# Light Gray Suit for Funeral?



## JLibourel (Jun 13, 2004)

Yesterday evening I got the shocking news that a near neighbor of mine had died suddenly and unexpectedly. He was only 70 and had seemed perfectly vigorous until a couple of weeks ago. He was a very nice guy, and many of us will certainly miss him.

My understanding is that his funeral or memorial will probably be at a nearby church. Since parking is limited and it is no more that a half-mile from my home, I shall doubtless walk there. 

The problem: Normally, I would wear my medium-dark gray suit of VBC 110 with a white shirt and somber tie to the funeral. However, given the time of year, there is a good chance that the temperatures may be in the high 90s or low 100s. If this should be the case, I was thinking of swapping my medium-dark gray suit for a light gray suit of VBC 140, which fabric is a couple of ounces lighter.

Question: Would wearing the light gray suit be too jaunty for a summer funeral? Bear in mind that this is a Southern California funeral, and I would not be surprised to see many of the mourners in sports shirts. However, I do not want to commit a breach of good form. Would wearing the lighter weight and shade of suit constitute such a breach?


----------



## fishertw (Jan 27, 2006)

I faced a similar funeral dilemma recently in North Carolina. Rather than a dark wool navy or gray stripe, I chose a navy cotton poplin. It was an old family friend in the church that I grew up in with graveside service in nearly 100 degree temp. While still hot I was appropriately dressed and actually both cooler and yet more appropriately dressed than most others there. You'll be fine in a lighter suit and likely more appropriately dressed than most others there.


----------



## JBierly (Jul 4, 2012)

# [Exercise requirements]
1) In the funeral suit thread, write out everything from "## JLibourel (Jun" down to "of ounces lighter.", putting "friend" in place of "neighbor".
2) List the usernames of everyone who posted in the funeral suit thread.

# [Data entries]

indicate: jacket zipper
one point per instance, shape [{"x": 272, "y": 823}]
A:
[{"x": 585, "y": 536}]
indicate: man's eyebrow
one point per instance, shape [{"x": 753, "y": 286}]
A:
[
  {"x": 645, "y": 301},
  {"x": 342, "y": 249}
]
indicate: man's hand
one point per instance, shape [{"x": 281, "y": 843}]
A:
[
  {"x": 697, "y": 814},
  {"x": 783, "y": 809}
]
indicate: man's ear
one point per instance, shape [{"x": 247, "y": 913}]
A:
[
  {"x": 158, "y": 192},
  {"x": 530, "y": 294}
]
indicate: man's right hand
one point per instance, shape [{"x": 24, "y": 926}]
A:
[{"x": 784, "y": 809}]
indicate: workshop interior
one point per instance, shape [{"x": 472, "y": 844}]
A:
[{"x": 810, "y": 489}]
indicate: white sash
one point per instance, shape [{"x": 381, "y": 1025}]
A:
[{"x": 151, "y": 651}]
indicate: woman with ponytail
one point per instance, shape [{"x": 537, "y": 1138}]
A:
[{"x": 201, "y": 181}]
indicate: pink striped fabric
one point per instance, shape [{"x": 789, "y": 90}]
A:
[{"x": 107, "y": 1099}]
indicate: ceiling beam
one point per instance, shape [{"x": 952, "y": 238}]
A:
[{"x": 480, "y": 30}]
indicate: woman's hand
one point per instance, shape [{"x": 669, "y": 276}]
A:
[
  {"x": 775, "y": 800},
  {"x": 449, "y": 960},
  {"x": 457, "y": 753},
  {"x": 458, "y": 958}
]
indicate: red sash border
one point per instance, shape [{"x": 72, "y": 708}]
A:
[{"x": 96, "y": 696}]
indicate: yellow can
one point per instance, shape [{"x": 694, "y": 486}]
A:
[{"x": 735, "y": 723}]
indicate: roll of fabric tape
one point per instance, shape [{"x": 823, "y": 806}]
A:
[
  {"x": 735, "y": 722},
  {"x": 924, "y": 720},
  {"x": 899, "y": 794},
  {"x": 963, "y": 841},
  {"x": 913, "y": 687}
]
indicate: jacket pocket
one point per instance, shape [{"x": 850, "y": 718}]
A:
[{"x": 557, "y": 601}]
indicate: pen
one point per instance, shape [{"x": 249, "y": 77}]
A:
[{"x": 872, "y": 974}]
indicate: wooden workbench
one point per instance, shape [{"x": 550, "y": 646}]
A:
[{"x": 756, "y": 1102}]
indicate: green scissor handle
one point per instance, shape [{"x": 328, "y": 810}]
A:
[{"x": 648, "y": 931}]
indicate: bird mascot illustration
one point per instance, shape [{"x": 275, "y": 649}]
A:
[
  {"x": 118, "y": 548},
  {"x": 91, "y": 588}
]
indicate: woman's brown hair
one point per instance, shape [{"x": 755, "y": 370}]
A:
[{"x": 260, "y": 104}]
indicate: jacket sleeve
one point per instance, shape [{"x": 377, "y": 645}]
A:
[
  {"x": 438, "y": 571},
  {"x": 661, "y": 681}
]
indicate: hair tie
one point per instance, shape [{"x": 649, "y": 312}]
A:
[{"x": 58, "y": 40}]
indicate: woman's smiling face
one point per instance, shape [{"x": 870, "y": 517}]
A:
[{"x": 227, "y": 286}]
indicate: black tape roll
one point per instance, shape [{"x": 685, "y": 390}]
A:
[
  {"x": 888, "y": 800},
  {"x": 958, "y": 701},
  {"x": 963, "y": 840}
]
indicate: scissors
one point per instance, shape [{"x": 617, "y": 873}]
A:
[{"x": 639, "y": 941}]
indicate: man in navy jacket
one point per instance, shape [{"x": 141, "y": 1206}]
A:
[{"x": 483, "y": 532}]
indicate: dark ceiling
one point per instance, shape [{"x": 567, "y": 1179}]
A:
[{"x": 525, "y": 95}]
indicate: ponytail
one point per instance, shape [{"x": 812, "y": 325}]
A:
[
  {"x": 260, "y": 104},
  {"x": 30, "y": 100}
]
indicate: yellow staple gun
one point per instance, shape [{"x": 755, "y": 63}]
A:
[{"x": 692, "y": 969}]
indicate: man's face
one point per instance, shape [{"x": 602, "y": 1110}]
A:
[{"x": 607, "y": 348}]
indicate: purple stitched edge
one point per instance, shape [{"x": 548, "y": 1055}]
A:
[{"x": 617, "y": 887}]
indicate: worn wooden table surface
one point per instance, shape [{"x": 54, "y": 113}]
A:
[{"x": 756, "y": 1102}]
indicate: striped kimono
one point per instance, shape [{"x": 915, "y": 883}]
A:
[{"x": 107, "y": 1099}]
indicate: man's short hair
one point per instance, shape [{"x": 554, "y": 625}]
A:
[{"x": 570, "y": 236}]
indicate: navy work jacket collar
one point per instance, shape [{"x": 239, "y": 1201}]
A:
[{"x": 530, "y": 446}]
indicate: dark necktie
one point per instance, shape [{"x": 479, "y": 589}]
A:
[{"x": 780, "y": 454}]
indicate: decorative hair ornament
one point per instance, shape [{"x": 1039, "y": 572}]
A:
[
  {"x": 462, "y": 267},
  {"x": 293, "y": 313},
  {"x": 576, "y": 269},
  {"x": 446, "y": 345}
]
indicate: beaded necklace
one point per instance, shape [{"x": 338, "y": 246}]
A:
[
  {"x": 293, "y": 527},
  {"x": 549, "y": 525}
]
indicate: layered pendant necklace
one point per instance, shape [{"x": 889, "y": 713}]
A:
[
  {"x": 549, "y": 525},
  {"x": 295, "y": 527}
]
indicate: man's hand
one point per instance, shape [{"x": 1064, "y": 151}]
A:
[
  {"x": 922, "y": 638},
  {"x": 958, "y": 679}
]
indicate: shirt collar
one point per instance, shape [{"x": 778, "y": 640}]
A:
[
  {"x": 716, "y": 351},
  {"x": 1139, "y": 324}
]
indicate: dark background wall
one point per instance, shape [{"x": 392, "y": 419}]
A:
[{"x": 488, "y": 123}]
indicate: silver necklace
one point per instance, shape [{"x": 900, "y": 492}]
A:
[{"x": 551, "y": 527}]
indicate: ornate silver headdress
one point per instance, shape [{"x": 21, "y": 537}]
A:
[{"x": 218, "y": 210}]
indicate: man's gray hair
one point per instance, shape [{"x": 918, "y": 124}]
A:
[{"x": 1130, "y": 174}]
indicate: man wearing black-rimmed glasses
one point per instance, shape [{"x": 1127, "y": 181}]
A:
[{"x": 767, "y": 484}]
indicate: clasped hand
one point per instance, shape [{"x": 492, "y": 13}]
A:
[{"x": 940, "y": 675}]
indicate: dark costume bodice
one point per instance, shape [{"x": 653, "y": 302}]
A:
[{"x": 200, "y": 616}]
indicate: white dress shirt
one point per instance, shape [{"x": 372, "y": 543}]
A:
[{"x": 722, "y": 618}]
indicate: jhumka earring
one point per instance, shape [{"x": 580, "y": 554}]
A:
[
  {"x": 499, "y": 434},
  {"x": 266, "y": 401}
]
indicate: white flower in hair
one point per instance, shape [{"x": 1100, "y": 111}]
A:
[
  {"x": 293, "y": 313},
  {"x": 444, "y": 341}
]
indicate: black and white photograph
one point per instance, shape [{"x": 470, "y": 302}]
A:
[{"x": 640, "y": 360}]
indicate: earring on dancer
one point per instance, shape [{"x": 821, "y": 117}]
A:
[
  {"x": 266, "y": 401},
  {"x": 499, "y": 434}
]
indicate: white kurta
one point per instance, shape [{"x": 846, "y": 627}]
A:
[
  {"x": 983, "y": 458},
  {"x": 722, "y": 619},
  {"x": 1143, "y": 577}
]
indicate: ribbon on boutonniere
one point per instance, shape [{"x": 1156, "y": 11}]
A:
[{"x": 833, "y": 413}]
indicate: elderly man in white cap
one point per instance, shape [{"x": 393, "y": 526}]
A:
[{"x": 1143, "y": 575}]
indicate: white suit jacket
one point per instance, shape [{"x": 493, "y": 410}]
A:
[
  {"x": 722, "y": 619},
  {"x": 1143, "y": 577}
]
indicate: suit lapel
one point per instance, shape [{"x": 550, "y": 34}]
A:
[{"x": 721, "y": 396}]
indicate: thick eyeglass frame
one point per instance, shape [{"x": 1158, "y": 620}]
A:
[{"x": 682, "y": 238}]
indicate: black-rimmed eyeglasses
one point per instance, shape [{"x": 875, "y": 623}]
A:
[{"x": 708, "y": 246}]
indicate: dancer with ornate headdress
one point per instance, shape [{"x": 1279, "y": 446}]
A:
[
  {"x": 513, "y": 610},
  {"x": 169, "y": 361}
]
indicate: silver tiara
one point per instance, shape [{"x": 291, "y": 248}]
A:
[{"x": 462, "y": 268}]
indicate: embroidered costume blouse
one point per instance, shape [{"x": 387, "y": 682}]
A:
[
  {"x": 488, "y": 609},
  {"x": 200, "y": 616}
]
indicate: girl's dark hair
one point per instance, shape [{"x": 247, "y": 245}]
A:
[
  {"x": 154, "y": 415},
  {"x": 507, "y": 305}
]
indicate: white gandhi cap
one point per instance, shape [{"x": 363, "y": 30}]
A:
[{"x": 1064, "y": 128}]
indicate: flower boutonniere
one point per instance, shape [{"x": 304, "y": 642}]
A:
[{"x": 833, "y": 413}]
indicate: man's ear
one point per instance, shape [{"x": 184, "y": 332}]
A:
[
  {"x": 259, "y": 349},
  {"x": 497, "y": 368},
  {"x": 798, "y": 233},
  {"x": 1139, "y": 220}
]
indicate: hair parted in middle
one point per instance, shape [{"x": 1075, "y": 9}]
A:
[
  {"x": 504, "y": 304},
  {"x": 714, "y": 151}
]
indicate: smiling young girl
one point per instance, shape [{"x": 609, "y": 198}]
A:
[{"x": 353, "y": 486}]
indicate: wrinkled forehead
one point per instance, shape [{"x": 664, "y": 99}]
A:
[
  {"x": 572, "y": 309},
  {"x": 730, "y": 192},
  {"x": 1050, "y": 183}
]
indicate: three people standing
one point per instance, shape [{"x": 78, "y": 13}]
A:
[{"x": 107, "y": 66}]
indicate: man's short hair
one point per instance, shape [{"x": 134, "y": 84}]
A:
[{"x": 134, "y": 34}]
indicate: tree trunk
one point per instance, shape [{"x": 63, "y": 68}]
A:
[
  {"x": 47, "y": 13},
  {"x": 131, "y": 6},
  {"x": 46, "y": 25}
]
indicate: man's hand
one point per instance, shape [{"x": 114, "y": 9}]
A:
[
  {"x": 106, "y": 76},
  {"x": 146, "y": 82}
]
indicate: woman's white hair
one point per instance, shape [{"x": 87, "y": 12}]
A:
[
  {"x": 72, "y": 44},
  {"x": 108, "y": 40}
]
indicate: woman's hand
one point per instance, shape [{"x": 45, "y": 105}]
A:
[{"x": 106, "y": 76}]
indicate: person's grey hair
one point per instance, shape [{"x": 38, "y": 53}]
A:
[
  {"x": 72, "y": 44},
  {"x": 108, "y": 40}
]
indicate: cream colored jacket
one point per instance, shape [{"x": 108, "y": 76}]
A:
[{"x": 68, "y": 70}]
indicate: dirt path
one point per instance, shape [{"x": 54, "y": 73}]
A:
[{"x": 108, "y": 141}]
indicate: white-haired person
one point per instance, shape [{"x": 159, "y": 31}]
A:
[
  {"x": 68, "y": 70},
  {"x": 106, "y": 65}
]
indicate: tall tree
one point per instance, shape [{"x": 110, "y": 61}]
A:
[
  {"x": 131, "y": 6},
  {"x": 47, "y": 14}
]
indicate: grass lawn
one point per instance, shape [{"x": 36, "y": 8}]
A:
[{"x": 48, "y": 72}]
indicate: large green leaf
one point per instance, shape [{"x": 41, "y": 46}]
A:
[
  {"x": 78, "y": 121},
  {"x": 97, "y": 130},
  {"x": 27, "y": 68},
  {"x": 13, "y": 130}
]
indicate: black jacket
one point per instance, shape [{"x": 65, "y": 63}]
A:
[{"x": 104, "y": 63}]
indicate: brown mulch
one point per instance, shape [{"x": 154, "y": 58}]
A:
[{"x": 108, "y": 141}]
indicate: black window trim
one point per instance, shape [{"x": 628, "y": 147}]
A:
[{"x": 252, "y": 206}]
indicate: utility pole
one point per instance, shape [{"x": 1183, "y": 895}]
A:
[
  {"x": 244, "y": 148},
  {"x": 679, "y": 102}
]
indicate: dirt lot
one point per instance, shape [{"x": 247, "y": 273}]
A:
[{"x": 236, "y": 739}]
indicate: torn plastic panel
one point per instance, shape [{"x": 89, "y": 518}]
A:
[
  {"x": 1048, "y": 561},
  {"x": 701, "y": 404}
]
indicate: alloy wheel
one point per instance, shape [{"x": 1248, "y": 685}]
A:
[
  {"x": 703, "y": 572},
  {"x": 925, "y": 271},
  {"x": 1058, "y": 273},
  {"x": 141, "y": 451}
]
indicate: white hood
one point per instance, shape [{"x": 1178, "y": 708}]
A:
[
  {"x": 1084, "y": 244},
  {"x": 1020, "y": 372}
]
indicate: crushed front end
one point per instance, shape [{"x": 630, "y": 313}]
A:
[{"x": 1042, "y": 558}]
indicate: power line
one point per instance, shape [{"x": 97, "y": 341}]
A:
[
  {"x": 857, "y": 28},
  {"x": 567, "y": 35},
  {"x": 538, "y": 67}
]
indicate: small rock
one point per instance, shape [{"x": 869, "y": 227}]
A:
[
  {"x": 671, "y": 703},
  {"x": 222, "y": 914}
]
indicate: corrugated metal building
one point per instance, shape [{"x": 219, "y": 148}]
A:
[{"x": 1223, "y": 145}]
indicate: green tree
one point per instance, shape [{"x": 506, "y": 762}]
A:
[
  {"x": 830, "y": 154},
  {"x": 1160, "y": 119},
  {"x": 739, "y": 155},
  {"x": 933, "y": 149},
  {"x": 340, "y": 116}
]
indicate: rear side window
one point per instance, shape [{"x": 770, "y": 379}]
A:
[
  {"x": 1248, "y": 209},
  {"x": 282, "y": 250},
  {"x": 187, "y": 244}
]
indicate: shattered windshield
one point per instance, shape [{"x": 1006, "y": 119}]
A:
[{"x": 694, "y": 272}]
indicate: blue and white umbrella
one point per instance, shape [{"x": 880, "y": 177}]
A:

# [Answers to the problems]
1)
## JLibourel (Jun 13, 2004)

Yesterday evening I got the shocking news that a near friend of mine had died suddenly and unexpectedly. He was only 70 and had seemed perfectly vigorous until a couple of weeks ago. He was a very nice guy, and many of us will certainly miss him.

My understanding is that his funeral or memorial will probably be at a nearby church. Since parking is limited and it is no more that a half-mile from my home, I shall doubtless walk there. 

The problem: Normally, I would wear my medium-dark gray suit of VBC 110 with a white shirt and somber tie to the funeral. However, given the time of year, there is a good chance that the temperatures may be in the high 90s or low 100s. If this should be the case, I was thinking of swapping my medium-dark gray suit for a light gray suit of VBC 140, which fabric is a couple of ounces lighter.

2) JLibourel, fishertw, JBierly